What the task asks
Beginning at the line with "of the brown", output each line to the end of the listing below exactly, please.

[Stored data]
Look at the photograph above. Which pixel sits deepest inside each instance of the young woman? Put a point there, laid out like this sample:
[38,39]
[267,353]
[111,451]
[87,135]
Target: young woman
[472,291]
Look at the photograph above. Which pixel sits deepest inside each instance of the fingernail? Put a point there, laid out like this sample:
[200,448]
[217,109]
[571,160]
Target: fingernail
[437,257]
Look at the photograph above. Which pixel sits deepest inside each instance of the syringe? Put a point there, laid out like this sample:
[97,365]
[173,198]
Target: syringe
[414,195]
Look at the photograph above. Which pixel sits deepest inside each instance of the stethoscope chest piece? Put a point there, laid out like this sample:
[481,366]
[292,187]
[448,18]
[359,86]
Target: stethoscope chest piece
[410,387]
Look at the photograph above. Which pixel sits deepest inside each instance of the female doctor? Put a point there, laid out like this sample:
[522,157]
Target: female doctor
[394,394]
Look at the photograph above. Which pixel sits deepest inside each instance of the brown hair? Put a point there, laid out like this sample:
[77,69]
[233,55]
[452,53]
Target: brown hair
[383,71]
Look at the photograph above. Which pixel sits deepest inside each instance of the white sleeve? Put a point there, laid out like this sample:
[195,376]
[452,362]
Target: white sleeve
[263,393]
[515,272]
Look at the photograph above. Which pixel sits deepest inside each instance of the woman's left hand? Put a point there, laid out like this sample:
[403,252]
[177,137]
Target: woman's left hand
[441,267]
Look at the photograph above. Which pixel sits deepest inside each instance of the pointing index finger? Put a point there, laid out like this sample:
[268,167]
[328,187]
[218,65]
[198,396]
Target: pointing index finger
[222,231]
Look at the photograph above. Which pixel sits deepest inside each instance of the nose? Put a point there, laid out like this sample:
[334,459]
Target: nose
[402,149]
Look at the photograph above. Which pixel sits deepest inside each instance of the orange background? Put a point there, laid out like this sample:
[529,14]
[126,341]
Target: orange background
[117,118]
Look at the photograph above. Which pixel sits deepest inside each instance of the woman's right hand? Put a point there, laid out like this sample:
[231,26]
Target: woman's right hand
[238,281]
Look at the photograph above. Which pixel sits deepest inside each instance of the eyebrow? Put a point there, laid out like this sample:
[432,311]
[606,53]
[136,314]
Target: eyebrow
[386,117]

Right answer
Look at the photograph above. Which pixel sits deepest inside each instance of the brown hair? Put a point there, laid out like this sample:
[77,69]
[233,55]
[452,53]
Target: brown hair
[383,71]
Look at the photograph above. Which pixel sits deepest inside each instance of the white sleeve? Put a point there, laid out like this sample:
[195,376]
[452,362]
Target: white sleeve
[263,393]
[515,272]
Look at the photograph above. Which pixel sits deepest inside each instance of the woman's left hand? Put a point there, laid out like this sample:
[403,252]
[177,137]
Target: woman's left hand
[441,267]
Look at the photograph above. Which pixel sits deepest inside each instance of the pointing index finger? Put a point there, laid out like this sample:
[268,167]
[328,187]
[218,65]
[198,396]
Target: pointing index finger
[222,231]
Look at the photograph above. Which pixel sits deepest inside each instance of the nose? Put a point there, laid out like this sample:
[334,459]
Target: nose
[402,149]
Look at the photograph above. Which pixel sits deepest inside each instance of the orange background? Put a point there, laid out like this sample:
[529,14]
[126,341]
Target: orange background
[117,118]
Look at the photograph above. Which pixel sits deepest inside each instance of the woman's right hand? Put a point there, laid out like this sample:
[231,26]
Target: woman's right hand
[238,281]
Look at the photograph above. Which pixel sits deepest inside each instance of the eyebrow? Put a point there, laid out like this sample:
[432,311]
[606,53]
[136,314]
Target: eyebrow
[386,117]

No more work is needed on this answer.